- _SOURCE DATA_:
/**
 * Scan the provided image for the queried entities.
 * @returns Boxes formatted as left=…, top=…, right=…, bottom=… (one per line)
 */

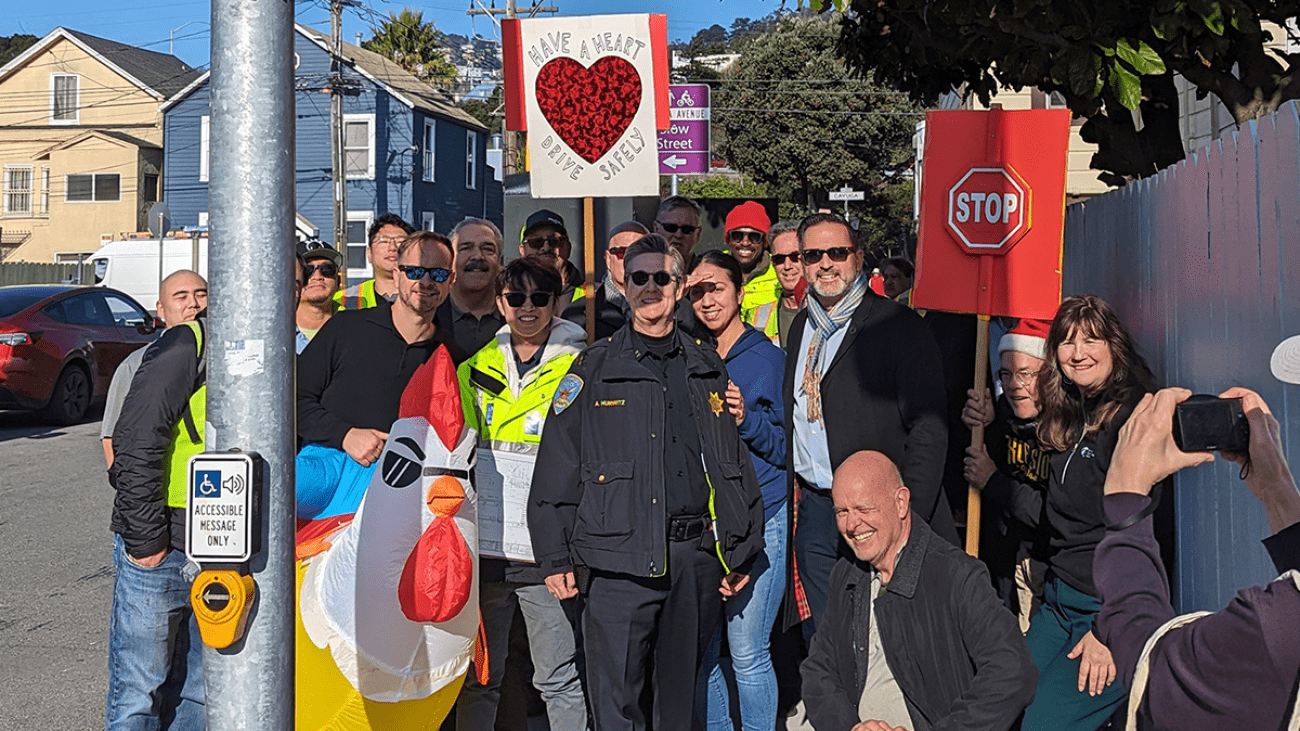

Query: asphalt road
left=0, top=410, right=113, bottom=731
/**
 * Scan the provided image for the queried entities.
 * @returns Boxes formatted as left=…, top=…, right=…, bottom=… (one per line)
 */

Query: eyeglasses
left=727, top=230, right=763, bottom=243
left=655, top=221, right=699, bottom=235
left=502, top=291, right=551, bottom=310
left=524, top=235, right=568, bottom=248
left=686, top=282, right=727, bottom=302
left=303, top=261, right=338, bottom=280
left=398, top=264, right=451, bottom=285
left=629, top=269, right=677, bottom=287
left=790, top=246, right=853, bottom=264
left=997, top=368, right=1039, bottom=386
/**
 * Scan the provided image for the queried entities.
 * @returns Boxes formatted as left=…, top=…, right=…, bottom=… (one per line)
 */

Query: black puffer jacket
left=528, top=325, right=763, bottom=576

- _AIM OF THE EXERCISE_: Rewrite all of the lines above with "Query" changed to "Search term" everywhere it appears, keeping everything else the same. Omit the pictures from your version.

- _ANSWER TO THE PROBLEM_:
/**
 * Scan the provided image for the queried entities.
 * @returns Boxes formatted as left=…, top=…, right=…, bottom=… (one per line)
 */


Search term: asphalt road
left=0, top=410, right=113, bottom=731
/**
 * Scan the provided image for the queried entities.
 * @returns Boxes formatted as left=…, top=…, right=…, bottom=… (one per line)
 */

Search term: eyeglasses
left=727, top=230, right=763, bottom=243
left=655, top=221, right=699, bottom=235
left=502, top=291, right=551, bottom=310
left=524, top=235, right=568, bottom=248
left=686, top=282, right=727, bottom=302
left=303, top=261, right=338, bottom=280
left=398, top=264, right=451, bottom=285
left=629, top=269, right=677, bottom=287
left=790, top=246, right=853, bottom=264
left=997, top=368, right=1039, bottom=386
/**
 * Scan the provided image for the queried entities.
 * @returns Boxes formatted as left=…, top=…, right=…, bottom=… (one per line)
 */

Search term: black puffer jacket
left=528, top=325, right=763, bottom=576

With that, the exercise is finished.